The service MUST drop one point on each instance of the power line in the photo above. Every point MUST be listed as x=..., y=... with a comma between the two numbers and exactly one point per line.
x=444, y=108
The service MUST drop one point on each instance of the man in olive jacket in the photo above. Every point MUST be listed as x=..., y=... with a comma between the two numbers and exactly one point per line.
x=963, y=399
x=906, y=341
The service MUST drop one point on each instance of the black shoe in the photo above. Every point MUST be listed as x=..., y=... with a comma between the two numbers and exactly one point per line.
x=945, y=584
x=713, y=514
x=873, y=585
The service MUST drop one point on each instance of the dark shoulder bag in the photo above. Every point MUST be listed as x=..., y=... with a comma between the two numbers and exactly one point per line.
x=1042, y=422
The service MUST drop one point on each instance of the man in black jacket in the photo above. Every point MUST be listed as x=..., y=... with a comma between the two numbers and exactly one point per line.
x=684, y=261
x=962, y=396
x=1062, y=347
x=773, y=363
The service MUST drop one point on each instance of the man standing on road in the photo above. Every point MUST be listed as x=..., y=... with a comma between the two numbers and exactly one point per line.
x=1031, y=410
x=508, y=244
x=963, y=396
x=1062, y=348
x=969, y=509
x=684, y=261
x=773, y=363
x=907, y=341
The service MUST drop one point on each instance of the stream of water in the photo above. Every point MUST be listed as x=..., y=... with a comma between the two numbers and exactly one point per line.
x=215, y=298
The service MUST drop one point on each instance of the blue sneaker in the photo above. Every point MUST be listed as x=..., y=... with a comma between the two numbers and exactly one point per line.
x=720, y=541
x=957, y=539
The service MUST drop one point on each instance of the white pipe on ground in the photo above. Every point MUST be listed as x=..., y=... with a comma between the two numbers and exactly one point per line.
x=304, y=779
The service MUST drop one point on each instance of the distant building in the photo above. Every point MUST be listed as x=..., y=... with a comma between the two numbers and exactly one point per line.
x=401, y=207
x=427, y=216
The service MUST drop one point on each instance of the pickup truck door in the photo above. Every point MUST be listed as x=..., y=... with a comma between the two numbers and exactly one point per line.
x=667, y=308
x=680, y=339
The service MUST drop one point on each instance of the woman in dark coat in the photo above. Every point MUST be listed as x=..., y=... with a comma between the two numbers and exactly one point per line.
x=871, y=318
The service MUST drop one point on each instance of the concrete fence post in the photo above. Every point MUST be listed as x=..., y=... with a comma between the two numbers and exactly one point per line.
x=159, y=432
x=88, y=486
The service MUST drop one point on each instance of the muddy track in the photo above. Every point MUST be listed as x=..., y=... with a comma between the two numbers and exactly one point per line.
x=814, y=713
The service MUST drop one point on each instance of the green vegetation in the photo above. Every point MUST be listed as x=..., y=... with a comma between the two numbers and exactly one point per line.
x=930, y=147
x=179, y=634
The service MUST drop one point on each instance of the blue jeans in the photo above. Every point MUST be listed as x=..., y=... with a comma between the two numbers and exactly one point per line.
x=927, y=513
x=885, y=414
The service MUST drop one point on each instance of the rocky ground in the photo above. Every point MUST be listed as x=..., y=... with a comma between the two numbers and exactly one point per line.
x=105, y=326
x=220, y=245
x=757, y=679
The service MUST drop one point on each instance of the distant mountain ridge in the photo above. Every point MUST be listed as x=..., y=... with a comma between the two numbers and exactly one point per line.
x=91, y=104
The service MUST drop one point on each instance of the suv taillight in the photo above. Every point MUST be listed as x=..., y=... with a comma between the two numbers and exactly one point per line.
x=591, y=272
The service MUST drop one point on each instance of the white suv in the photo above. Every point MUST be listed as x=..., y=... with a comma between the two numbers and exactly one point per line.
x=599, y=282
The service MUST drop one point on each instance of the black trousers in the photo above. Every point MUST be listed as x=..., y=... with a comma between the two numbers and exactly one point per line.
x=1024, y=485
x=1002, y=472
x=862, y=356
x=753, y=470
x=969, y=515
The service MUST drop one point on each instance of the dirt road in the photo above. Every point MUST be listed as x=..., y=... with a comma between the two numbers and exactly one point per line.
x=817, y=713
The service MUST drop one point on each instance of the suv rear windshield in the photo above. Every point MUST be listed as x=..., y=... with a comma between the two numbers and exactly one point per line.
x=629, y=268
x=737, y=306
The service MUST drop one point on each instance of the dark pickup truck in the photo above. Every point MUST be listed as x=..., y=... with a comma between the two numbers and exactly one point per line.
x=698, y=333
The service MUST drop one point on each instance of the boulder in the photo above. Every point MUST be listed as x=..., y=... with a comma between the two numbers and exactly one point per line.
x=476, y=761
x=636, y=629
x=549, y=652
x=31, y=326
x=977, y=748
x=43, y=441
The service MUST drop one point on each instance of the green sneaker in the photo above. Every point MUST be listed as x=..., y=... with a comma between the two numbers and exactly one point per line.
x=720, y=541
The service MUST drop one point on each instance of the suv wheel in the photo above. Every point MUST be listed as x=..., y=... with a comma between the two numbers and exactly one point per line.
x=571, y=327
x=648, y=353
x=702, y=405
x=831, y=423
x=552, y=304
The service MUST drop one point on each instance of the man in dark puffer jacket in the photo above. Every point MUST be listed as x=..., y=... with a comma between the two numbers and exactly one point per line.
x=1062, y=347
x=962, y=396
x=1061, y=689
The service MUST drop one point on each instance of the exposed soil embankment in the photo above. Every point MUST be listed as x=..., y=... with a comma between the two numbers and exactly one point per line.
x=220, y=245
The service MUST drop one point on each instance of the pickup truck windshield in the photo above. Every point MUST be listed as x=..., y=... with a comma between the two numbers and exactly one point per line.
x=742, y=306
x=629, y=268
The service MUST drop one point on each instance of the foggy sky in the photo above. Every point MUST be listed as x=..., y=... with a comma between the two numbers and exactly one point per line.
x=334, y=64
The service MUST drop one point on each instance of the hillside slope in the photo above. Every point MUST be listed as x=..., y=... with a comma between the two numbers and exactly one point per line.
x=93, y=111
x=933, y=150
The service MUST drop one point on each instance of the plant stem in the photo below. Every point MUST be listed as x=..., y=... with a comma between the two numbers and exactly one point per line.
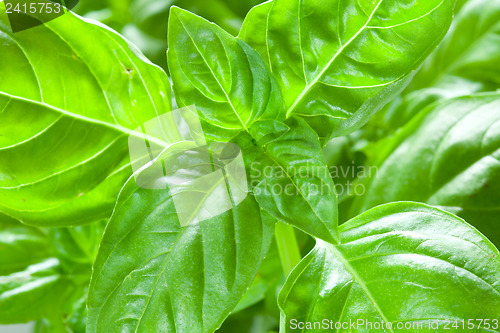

*-*-*

### GIVEN TASK
Copy all of the records above word for word, leaving out the pictures.

### FULL RESPONSE
The service MUST drop one point on each instance of the power line in the photo above. Every point MUST be listed as x=..., y=... with a comma between the two numbers and exactly one point per line.
x=444, y=108
The service MUST drop one point on each instance of the man in olive jacket in the photo above. Every point MUST be listed as x=..., y=... with a comma between the two numbers and exactly one point per line.
x=963, y=399
x=906, y=341
The service MUST drop one point on each instance of the black shoe in the photo above. Every point MUST be listed as x=..., y=... with a comma between the two numbers and exactly one point per line.
x=945, y=584
x=713, y=514
x=873, y=585
The service MUST drop one point on each instance of the dark shoulder bag in the photo above. Every point MUST be listed as x=..., y=... with a comma between the two numbers and exactly one point per line.
x=1042, y=422
The service MUST drop one point on each instance of the man in black jacket in the photo above. Every point MUST be listed as x=..., y=... with a comma between the two numbers and exactly one point per line.
x=684, y=261
x=962, y=396
x=1062, y=347
x=773, y=363
The service MUST drop one point on each instance of the man standing on road in the photo above. Every point MUST be listed as x=..., y=... with a comma between the two numbers and exactly one point per line.
x=1031, y=410
x=508, y=244
x=963, y=396
x=1062, y=348
x=969, y=509
x=684, y=261
x=773, y=363
x=907, y=341
The service MUST drop one point on each instance of the stream of water in the photo above. Every point MUST be listed as x=..., y=... with a comma between the two numbers and exactly one point per line.
x=215, y=298
The service MUST drop one point on each instance of the blue sneaker in the photo above. Every point MUST be listed as x=..., y=... with a comma between the two numbers and exactly one point per line.
x=720, y=541
x=957, y=539
The service MUST drop one point on each instance of the white pipe on ground in the photo above. Every point MUST be listed as x=..., y=... with a comma between the two numbers and exactly one point per line.
x=304, y=779
The service MUST drop one point on each instance of the distant building in the photo above. Every point MUST be listed as x=..., y=... with a comma between the two numbers and exactly one point per line.
x=401, y=207
x=427, y=216
The service MUST drop one point on each instance of the pickup truck door in the photo above. Every point MUST be listed as x=..., y=... with a comma between the two numbers and exactly one point per line.
x=667, y=308
x=680, y=339
The service MUST drop one point on each instance of the woman in dark coat in the photo above. Every point MUST be listed as x=..., y=... with a comma between the two numbers and exactly one point per line.
x=871, y=318
The service MUST drop one point on each instance of the concrete fence post in the photo above. Every point MUST be listed as x=..., y=... with a comma between the two numbers and exactly one point per line.
x=159, y=432
x=88, y=486
The service MUST drop one point on each instance of the muddy track in the photo above. Every point MUST be listed as x=..., y=... with a comma between the two numbers and exactly one point per line.
x=814, y=713
The service MUST drop one point on each instance of the green vegetation in the photo above. Every point MUST be listed as x=..., y=... with a comma between the two numbers and exactly one point per line.
x=930, y=147
x=179, y=634
The service MUST drop one point on each instance of the blue jeans in the photo above. Every point MUST be listed as x=..., y=... with a comma between the two numbers and exactly one point per line.
x=927, y=513
x=885, y=414
The service MUST drop one point on each instance of the rocky ground in the photo above. Every point MUST be listed as x=..., y=... with a comma between the two numbers and exactly one point per line.
x=105, y=326
x=220, y=245
x=757, y=679
The service MUST drop one point on each instance of the distant mountain ridge in the photo above. Every point MUST be listed as x=..., y=... with a comma between the two numbers and exactly one point per line.
x=91, y=104
The service MUST drop one point on each instance of the suv taillight in the photo above. Every point MUST be listed as x=..., y=... with a comma between the two numbers and exactly one point per line.
x=591, y=272
The service MUST drop one point on each instance of the white suv in the photo above. Every point MUST be listed as x=..., y=... with a comma between the two numbers and exactly one point per line.
x=599, y=282
The service MUST drop one point on each instance of the black trousers in the photo above. Every point MUST be listed as x=..., y=... with a comma between the two numbers and exactly one point per line.
x=1024, y=485
x=1002, y=472
x=862, y=356
x=753, y=470
x=969, y=515
The service MUST drop one point on each instance of the dirt road in the photo above. Every point MUST be listed as x=..., y=... with a comma between the two numbers and exactly one point per line.
x=817, y=713
The service MUST drop one point on each instance of the suv rear windshield in the photo above. Every point MUST be listed as x=..., y=... with a comma between the two numbers and exactly one point per line.
x=629, y=268
x=737, y=306
The service MUST drop one point on each instance of the dark pickup truck in the photo above. Every point MUST be listed as x=..., y=... with a comma between the two numbers and exactly one point per line.
x=698, y=333
The service MUST drop one point on each instance of the boulder in the photo above. Every point MUST be listed as x=..., y=... with a comma between the two numbers and exactly one point per line.
x=476, y=761
x=636, y=629
x=549, y=652
x=31, y=326
x=977, y=748
x=43, y=441
The service MUST drop one point on each instance of the green sneaker in the photo above. Every point MUST be listed as x=..., y=... with a comma between the two numbers and exactly one point per line.
x=720, y=541
The service MUST drop one point on each instance of the suv wheel in the photo above. Every point MUST be listed as x=..., y=... with a comma between the two numbers and exactly one point per line.
x=571, y=327
x=648, y=353
x=702, y=405
x=831, y=423
x=552, y=304
The service MUST drop one point on each instance of the man in dark puffer jacket in the photo above. Every point MUST be listed as x=..., y=... with a comma between the two numbers and exactly one point per line.
x=1062, y=347
x=962, y=396
x=1061, y=689
The service MUST drop one point on each instance of the exposed soil embankment in the photo above. Every point MUST be listed as x=..., y=... with a comma between the two numbers and exactly one point per line.
x=220, y=245
The service MUST drop one point on each instance of the pickup truck windshield in the photo above. Every point MUST be listed as x=..., y=... with a comma between the two numbers and exactly one point per line.
x=742, y=306
x=629, y=268
The service MUST drop one point on each instance of the foggy sky in the photo above. Every point MUST be listed as x=..., y=... with a comma between the two numbers and exactly one point per line.
x=334, y=64
The service MUST drop one point on each instance of the hillside slope in the photo above. Every point MUST be listed as x=..., y=... with a comma between the two numbers and exactly one point per line.
x=93, y=111
x=933, y=150
The service MUST drop one point on each instance of the plant stem in the photo below. Every point MUST be listed as x=..., y=... with a comma between the two numbers and exactly one point per line.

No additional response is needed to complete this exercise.